WRITTEN TASK: Transcribe the listing below word for word, keeping every line in its original order.

Records from a data source
________________________________________

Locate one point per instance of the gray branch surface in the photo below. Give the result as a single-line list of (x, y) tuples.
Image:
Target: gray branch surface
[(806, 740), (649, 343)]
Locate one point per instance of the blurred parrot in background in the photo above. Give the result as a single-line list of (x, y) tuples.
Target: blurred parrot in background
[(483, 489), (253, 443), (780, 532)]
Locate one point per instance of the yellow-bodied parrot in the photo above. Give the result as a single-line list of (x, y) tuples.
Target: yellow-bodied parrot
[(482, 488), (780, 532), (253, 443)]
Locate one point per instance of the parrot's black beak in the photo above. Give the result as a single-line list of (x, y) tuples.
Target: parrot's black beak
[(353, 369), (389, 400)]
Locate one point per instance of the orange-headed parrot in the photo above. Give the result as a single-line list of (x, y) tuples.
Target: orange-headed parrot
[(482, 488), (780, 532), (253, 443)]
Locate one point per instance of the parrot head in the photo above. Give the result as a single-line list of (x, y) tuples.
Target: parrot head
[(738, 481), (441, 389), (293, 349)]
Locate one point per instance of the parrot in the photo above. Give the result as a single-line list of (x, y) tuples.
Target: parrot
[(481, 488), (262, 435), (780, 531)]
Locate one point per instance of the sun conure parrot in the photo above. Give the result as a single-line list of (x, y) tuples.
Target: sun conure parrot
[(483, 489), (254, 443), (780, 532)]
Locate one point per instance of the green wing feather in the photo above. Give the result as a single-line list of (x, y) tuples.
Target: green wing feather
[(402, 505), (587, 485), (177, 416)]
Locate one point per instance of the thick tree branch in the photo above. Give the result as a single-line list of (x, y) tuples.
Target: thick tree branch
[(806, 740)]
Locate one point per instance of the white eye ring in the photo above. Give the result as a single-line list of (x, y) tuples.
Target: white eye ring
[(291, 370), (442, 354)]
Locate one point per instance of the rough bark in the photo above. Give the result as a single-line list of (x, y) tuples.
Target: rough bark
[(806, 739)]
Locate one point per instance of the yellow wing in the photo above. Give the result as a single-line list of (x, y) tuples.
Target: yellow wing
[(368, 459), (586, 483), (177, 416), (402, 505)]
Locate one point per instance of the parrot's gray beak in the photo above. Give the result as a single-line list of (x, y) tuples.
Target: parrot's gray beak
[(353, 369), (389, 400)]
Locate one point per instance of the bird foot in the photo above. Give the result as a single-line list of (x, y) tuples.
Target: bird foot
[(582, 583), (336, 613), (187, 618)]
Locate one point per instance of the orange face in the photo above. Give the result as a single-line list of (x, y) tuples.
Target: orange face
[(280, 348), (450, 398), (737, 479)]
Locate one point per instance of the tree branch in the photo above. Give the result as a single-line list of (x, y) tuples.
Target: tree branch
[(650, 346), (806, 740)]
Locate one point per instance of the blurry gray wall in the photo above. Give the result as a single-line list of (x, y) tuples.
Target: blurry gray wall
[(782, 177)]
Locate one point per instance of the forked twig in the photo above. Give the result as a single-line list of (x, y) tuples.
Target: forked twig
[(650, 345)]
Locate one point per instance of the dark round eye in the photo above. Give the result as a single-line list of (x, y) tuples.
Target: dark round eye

________________________________________

SOLUTION BELOW:
Locate one point per instance of the gray branch surface in the photo below. Give the result as a single-line list of (x, y) tuples.
Image:
Target: gray branch surface
[(806, 740), (649, 343)]
Locate one point per instance of the blurred parrot in background in the photo above. Give the result as a single-line list of (x, y) tuples.
Target: blurred parrot in background
[(483, 489), (253, 443), (780, 532)]
Locate one point per instance of the yellow-bodied parrot in the photo above. Give the result as a single-line list of (x, y) tuples.
Target: yellow-bodied parrot
[(482, 488), (780, 532), (253, 443)]
Locate one point per instance of the parrot's black beak in the photo above. Give the result as a single-line list of (x, y) tuples.
Target: parrot's black beak
[(353, 369), (389, 400)]
Locate one point per instance of the orange-headed parrot in the photo above. Give the result as a single-line list of (x, y) tuples.
Target: orange-headed parrot
[(482, 488), (780, 532), (253, 443)]
Locate one point per instance of the parrot head in the photo above. Give the result as a single-line list of (x, y) tuples.
Target: parrot head
[(738, 481), (441, 389), (293, 349)]
Locate one point per instance of the parrot in the photo above. Give the result as a single-line list of (x, y) tuples.
Target: parrot
[(481, 488), (262, 435), (780, 531)]
Locate one point per instance of the sun conure parrot in the photo above. Give the result as a single-line list of (x, y) tuples.
Target: sun conure parrot
[(483, 489), (254, 443), (780, 532)]
Locate one point per instance of the green wing feather in the photo above. Give the result as a single-line list of (x, y) tuples.
Target: green wing feather
[(402, 505), (587, 485), (177, 416)]
Locate one point per instance of the thick tree branch in the photo above. Give the result as a single-line list of (x, y) tuples.
Target: thick tree branch
[(806, 740)]
Locate one point per instance of the white eye ring in the photo above. Give the result as a single-line list of (x, y) tuples.
Target: white eye ring
[(291, 370), (442, 354)]
Locate one point per instance of the rough bark in the photo above. Give the result as a single-line list of (x, y) tuples.
Target: rough bark
[(806, 739)]
Locate one point per instance of the yellow wing in the photo above. Give the result as a single-line list of (x, y) tuples.
Target: yellow wing
[(368, 459), (586, 483), (177, 416), (402, 505)]
Locate one point per instance of the parrot's gray beak in the photo above. Give the result as a single-line list of (x, y) tuples.
Target: parrot's gray beak
[(353, 369), (389, 400)]
Locate one point per instance of the bird foot in the photo above. Give the result as a single-line list of (x, y) tuples.
Target: bird foot
[(582, 583), (336, 613), (187, 618)]
Locate one point per instance of the orange face in the photo above. Give the result as a single-line list of (x, y) tuples.
Target: orange face
[(280, 348), (450, 398), (737, 479)]
Locate one point per instance of the tree branch in the photo above. Give the result as a single-line list of (x, y) tuples.
Target: tree branch
[(650, 346), (806, 740)]
Locate one point per instance of the blurry gray wall in the photo above. Give the result as a single-line list of (x, y) tuples.
Target: blurry gray wall
[(782, 177)]
Locate one point per instance of the forked twig in the photo above. Give the result as a single-line list of (x, y) tuples.
Target: forked twig
[(650, 345)]
Locate one point per instance of the dark round eye in the photo above. Give the result as a single-line list of (x, y) tuples.
Target: dark round eye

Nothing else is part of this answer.